**Work item**.
Go to the line containing "Objective — a point for each instance of the woman's raised" in the material below. From there to the end, retype every line exactly and drop the pictures.

**Extracted records**.

▽

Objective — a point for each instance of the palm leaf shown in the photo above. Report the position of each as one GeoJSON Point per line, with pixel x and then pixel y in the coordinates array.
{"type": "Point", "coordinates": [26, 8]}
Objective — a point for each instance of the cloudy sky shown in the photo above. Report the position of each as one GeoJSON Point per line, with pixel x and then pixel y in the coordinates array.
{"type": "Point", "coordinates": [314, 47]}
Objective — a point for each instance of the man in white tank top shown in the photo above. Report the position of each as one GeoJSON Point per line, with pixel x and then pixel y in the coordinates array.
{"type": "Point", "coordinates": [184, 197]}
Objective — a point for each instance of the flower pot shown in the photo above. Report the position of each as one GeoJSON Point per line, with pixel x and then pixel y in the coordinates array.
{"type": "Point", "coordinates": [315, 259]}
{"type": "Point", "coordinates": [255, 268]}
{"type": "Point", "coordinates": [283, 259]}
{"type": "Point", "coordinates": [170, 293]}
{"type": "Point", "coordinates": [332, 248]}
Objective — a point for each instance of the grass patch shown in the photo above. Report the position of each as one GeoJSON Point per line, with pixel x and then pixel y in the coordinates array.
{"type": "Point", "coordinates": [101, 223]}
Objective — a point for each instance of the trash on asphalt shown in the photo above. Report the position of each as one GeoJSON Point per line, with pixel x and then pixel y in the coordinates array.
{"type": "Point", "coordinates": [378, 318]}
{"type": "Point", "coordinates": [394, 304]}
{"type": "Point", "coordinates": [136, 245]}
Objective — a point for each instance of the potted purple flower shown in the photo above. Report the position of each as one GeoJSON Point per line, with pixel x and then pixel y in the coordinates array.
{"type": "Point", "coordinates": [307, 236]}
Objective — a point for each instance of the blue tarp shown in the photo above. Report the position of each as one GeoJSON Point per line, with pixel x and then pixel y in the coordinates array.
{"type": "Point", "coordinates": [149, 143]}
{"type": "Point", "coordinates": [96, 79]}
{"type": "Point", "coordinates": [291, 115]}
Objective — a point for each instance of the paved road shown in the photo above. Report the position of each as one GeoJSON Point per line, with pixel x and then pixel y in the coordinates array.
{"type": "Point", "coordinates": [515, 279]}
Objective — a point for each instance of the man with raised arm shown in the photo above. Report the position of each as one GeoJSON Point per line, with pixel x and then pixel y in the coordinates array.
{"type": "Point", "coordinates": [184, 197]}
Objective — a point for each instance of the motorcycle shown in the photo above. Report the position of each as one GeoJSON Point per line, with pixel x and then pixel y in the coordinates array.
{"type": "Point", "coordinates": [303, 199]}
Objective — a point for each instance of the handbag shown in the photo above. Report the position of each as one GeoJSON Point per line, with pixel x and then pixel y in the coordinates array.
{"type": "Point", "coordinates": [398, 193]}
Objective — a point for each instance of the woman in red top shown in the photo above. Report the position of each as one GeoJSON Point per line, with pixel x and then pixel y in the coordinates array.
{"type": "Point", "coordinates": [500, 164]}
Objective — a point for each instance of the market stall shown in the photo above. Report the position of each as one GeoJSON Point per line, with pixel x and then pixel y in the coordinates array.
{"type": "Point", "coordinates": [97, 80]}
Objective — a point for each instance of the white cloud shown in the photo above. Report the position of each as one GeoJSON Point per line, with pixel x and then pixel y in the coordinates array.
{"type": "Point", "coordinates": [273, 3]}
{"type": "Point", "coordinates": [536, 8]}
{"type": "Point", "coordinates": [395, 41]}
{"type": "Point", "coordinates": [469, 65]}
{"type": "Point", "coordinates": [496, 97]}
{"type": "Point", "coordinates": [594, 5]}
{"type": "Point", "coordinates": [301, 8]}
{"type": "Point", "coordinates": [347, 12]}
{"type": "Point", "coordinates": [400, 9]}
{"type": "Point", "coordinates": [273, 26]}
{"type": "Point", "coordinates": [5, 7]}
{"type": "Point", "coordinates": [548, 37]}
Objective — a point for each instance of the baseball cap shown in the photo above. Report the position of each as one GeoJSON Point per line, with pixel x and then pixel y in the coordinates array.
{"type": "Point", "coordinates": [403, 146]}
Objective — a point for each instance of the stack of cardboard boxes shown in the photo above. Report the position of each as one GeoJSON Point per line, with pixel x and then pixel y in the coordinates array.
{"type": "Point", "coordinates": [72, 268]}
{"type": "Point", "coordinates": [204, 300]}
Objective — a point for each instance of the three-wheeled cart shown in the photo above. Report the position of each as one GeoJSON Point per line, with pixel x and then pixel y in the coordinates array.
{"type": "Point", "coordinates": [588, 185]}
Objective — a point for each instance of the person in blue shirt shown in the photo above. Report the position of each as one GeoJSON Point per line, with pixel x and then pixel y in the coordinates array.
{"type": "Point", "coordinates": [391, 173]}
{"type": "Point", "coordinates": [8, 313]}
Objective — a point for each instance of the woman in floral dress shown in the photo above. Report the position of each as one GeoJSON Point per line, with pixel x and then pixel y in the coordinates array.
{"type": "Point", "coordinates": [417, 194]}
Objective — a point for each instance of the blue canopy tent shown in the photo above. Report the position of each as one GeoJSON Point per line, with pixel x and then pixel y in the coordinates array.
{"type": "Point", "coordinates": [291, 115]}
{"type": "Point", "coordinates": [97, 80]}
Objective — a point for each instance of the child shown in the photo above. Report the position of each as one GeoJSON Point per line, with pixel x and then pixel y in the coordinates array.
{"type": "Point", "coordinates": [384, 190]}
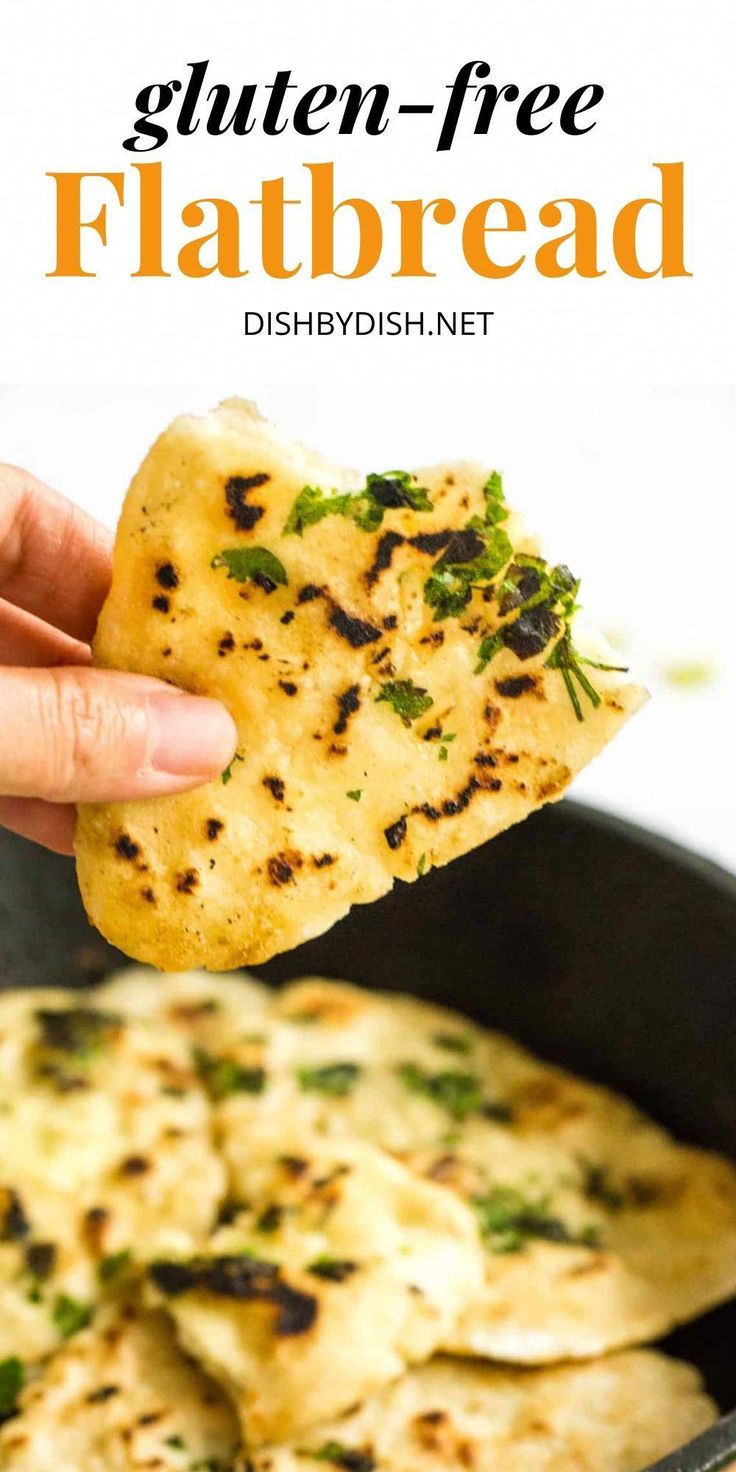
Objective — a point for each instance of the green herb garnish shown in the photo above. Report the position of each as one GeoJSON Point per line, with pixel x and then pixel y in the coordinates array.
{"type": "Point", "coordinates": [471, 560]}
{"type": "Point", "coordinates": [461, 1094]}
{"type": "Point", "coordinates": [508, 1221]}
{"type": "Point", "coordinates": [225, 1076]}
{"type": "Point", "coordinates": [408, 699]}
{"type": "Point", "coordinates": [227, 773]}
{"type": "Point", "coordinates": [367, 507]}
{"type": "Point", "coordinates": [114, 1265]}
{"type": "Point", "coordinates": [331, 1269]}
{"type": "Point", "coordinates": [252, 565]}
{"type": "Point", "coordinates": [487, 651]}
{"type": "Point", "coordinates": [596, 1185]}
{"type": "Point", "coordinates": [336, 1079]}
{"type": "Point", "coordinates": [496, 508]}
{"type": "Point", "coordinates": [77, 1031]}
{"type": "Point", "coordinates": [12, 1381]}
{"type": "Point", "coordinates": [69, 1315]}
{"type": "Point", "coordinates": [570, 663]}
{"type": "Point", "coordinates": [452, 1041]}
{"type": "Point", "coordinates": [351, 1459]}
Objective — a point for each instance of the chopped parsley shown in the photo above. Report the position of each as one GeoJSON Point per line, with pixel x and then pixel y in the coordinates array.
{"type": "Point", "coordinates": [408, 699]}
{"type": "Point", "coordinates": [334, 1079]}
{"type": "Point", "coordinates": [114, 1265]}
{"type": "Point", "coordinates": [77, 1031]}
{"type": "Point", "coordinates": [12, 1380]}
{"type": "Point", "coordinates": [596, 1185]}
{"type": "Point", "coordinates": [351, 1459]}
{"type": "Point", "coordinates": [570, 663]}
{"type": "Point", "coordinates": [333, 1269]}
{"type": "Point", "coordinates": [367, 507]}
{"type": "Point", "coordinates": [460, 1094]}
{"type": "Point", "coordinates": [471, 560]}
{"type": "Point", "coordinates": [543, 599]}
{"type": "Point", "coordinates": [452, 1041]}
{"type": "Point", "coordinates": [496, 508]}
{"type": "Point", "coordinates": [227, 773]}
{"type": "Point", "coordinates": [225, 1076]}
{"type": "Point", "coordinates": [252, 565]}
{"type": "Point", "coordinates": [508, 1221]}
{"type": "Point", "coordinates": [69, 1315]}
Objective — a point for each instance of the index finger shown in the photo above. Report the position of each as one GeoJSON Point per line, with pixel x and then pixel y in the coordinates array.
{"type": "Point", "coordinates": [55, 560]}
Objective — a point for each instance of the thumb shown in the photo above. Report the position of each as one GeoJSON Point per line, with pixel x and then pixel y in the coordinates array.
{"type": "Point", "coordinates": [81, 735]}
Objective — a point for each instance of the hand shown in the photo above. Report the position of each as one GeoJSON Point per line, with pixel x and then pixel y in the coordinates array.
{"type": "Point", "coordinates": [69, 733]}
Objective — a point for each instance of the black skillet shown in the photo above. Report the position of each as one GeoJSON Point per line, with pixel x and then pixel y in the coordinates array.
{"type": "Point", "coordinates": [599, 945]}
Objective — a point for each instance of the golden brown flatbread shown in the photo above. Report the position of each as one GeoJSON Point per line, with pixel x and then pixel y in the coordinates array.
{"type": "Point", "coordinates": [399, 661]}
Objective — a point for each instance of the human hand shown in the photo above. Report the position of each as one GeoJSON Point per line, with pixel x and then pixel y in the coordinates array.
{"type": "Point", "coordinates": [71, 733]}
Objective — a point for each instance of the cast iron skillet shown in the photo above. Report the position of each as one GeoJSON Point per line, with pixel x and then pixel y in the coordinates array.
{"type": "Point", "coordinates": [599, 945]}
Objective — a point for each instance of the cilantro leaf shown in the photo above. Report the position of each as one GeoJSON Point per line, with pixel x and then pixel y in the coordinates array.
{"type": "Point", "coordinates": [508, 1221]}
{"type": "Point", "coordinates": [487, 651]}
{"type": "Point", "coordinates": [461, 1094]}
{"type": "Point", "coordinates": [496, 508]}
{"type": "Point", "coordinates": [471, 560]}
{"type": "Point", "coordinates": [312, 505]}
{"type": "Point", "coordinates": [224, 1076]}
{"type": "Point", "coordinates": [12, 1380]}
{"type": "Point", "coordinates": [77, 1031]}
{"type": "Point", "coordinates": [69, 1315]}
{"type": "Point", "coordinates": [383, 492]}
{"type": "Point", "coordinates": [252, 565]}
{"type": "Point", "coordinates": [331, 1269]}
{"type": "Point", "coordinates": [452, 1041]}
{"type": "Point", "coordinates": [227, 773]}
{"type": "Point", "coordinates": [408, 699]}
{"type": "Point", "coordinates": [351, 1459]}
{"type": "Point", "coordinates": [114, 1265]}
{"type": "Point", "coordinates": [334, 1079]}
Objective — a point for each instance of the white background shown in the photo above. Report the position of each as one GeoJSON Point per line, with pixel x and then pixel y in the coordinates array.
{"type": "Point", "coordinates": [633, 487]}
{"type": "Point", "coordinates": [71, 74]}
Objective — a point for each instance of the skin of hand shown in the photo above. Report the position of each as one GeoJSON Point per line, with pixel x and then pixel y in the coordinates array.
{"type": "Point", "coordinates": [71, 733]}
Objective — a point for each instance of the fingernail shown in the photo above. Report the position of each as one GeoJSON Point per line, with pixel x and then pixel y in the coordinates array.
{"type": "Point", "coordinates": [190, 736]}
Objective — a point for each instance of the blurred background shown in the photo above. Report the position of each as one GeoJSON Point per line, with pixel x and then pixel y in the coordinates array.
{"type": "Point", "coordinates": [632, 486]}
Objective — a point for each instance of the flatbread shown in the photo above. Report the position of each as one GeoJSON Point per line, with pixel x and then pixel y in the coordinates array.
{"type": "Point", "coordinates": [106, 1154]}
{"type": "Point", "coordinates": [616, 1415]}
{"type": "Point", "coordinates": [343, 1269]}
{"type": "Point", "coordinates": [121, 1397]}
{"type": "Point", "coordinates": [601, 1231]}
{"type": "Point", "coordinates": [379, 733]}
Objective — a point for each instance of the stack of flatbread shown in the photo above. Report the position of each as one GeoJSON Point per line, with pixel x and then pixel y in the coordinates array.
{"type": "Point", "coordinates": [253, 1229]}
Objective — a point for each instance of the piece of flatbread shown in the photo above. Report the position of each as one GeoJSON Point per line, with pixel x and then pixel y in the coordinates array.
{"type": "Point", "coordinates": [601, 1231]}
{"type": "Point", "coordinates": [614, 1415]}
{"type": "Point", "coordinates": [342, 1269]}
{"type": "Point", "coordinates": [121, 1397]}
{"type": "Point", "coordinates": [106, 1154]}
{"type": "Point", "coordinates": [371, 745]}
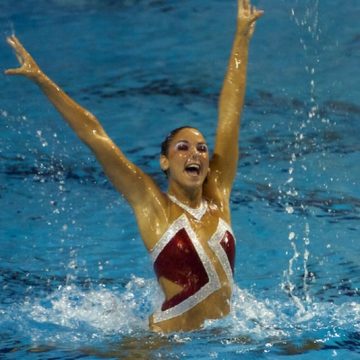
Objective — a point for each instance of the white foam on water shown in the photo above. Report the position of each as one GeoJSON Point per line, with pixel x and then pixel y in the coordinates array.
{"type": "Point", "coordinates": [74, 315]}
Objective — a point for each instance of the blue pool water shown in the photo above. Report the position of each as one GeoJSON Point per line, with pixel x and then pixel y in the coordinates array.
{"type": "Point", "coordinates": [75, 279]}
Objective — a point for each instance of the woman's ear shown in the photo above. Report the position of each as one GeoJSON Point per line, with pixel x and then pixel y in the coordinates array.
{"type": "Point", "coordinates": [164, 163]}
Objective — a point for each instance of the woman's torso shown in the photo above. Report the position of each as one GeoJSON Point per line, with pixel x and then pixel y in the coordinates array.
{"type": "Point", "coordinates": [194, 262]}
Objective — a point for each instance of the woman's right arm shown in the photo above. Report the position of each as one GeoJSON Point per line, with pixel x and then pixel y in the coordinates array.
{"type": "Point", "coordinates": [128, 179]}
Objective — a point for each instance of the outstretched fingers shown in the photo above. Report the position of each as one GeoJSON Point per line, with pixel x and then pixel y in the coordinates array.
{"type": "Point", "coordinates": [24, 58]}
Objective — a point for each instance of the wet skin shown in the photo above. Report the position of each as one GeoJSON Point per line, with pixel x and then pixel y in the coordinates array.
{"type": "Point", "coordinates": [187, 163]}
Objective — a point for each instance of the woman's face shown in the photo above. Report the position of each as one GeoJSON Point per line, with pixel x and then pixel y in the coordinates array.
{"type": "Point", "coordinates": [187, 162]}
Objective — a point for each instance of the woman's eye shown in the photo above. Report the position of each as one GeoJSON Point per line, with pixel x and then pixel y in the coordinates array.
{"type": "Point", "coordinates": [202, 148]}
{"type": "Point", "coordinates": [182, 147]}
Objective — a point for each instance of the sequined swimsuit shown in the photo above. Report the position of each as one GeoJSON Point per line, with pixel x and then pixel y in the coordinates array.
{"type": "Point", "coordinates": [179, 257]}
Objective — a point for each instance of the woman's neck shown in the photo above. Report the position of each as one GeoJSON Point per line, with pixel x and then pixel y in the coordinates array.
{"type": "Point", "coordinates": [189, 197]}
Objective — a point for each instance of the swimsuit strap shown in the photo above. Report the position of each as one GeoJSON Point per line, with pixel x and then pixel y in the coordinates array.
{"type": "Point", "coordinates": [197, 213]}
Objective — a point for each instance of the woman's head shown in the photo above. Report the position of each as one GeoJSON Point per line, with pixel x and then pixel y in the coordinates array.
{"type": "Point", "coordinates": [185, 157]}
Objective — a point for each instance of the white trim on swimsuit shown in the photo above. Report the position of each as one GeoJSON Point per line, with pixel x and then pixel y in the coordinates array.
{"type": "Point", "coordinates": [213, 284]}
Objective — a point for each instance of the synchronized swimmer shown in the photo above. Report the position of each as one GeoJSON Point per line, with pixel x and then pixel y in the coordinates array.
{"type": "Point", "coordinates": [186, 230]}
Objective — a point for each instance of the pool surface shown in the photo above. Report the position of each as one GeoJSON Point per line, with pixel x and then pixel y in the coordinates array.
{"type": "Point", "coordinates": [75, 279]}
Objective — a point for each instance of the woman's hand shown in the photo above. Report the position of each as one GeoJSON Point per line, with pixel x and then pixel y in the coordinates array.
{"type": "Point", "coordinates": [247, 16]}
{"type": "Point", "coordinates": [28, 66]}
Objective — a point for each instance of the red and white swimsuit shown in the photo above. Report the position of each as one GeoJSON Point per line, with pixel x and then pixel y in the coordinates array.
{"type": "Point", "coordinates": [179, 257]}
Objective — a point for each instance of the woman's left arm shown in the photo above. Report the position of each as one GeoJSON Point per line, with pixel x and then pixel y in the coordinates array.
{"type": "Point", "coordinates": [224, 161]}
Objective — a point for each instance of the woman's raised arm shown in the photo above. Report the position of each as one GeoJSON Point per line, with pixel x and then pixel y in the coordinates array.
{"type": "Point", "coordinates": [127, 178]}
{"type": "Point", "coordinates": [224, 162]}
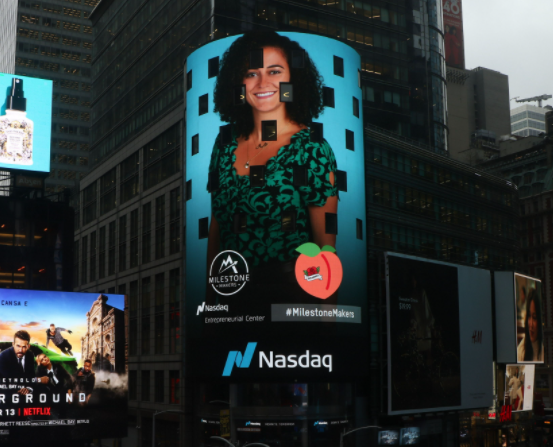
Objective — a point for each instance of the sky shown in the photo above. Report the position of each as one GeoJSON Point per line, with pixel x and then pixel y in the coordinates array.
{"type": "Point", "coordinates": [64, 309]}
{"type": "Point", "coordinates": [514, 38]}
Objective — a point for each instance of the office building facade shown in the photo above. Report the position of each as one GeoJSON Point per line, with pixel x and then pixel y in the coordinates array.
{"type": "Point", "coordinates": [528, 120]}
{"type": "Point", "coordinates": [478, 113]}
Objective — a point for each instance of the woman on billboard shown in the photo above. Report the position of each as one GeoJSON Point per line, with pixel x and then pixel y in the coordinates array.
{"type": "Point", "coordinates": [530, 348]}
{"type": "Point", "coordinates": [274, 182]}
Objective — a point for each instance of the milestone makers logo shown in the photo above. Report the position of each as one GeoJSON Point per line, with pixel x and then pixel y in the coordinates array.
{"type": "Point", "coordinates": [272, 360]}
{"type": "Point", "coordinates": [228, 273]}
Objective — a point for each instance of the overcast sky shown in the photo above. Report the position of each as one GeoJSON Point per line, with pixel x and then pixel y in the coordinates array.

△

**Response to this exercise**.
Objective — a point for each instance of the woman's raised arm shown in the photo above. Report the position of each as one GeoJSON Point per line, with pixel x and then pixel y in the coordinates array.
{"type": "Point", "coordinates": [127, 178]}
{"type": "Point", "coordinates": [224, 162]}
Objective — a point for each instance of the sky shown in the photo above. Report the position of each as one GeoJSON Point per line, with pixel x and then pixel y in the coordinates array.
{"type": "Point", "coordinates": [64, 309]}
{"type": "Point", "coordinates": [514, 38]}
Objective — a point for each instance of the office building facade shown in the photo above. Report the position of each as one GeoJSON Point per line, with pixel x and then pixel y in the coordinates array.
{"type": "Point", "coordinates": [528, 120]}
{"type": "Point", "coordinates": [478, 113]}
Objective — a point for each instance of the woman on billboard shown in the photo above. Report the position of each as one GeoJSON Point per line, with pixel x and then pixel y in the coordinates array.
{"type": "Point", "coordinates": [530, 348]}
{"type": "Point", "coordinates": [274, 182]}
Objective — a point for each instance of the milestone makers logo shown in the photo above. Report the position of each as one GeoJSON Point per line, with pixel x and then pixel y in the coordinates array.
{"type": "Point", "coordinates": [272, 360]}
{"type": "Point", "coordinates": [228, 273]}
Objective — a point for each instance of the overcast sky shown in the photo above. Report the position of each as one GeoJSON Point per line, with pixel x and then pixel y in the coordinates array.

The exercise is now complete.